## ABOUT THIS TASK
Count the lines that contain the string "bead" in the records beneath, and respond with the number only.

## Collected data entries
▶

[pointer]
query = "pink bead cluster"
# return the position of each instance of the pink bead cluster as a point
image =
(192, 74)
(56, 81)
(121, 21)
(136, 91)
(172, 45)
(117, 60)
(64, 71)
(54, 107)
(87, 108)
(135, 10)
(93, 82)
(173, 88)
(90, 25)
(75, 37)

◀

## RESPONSE BOX
2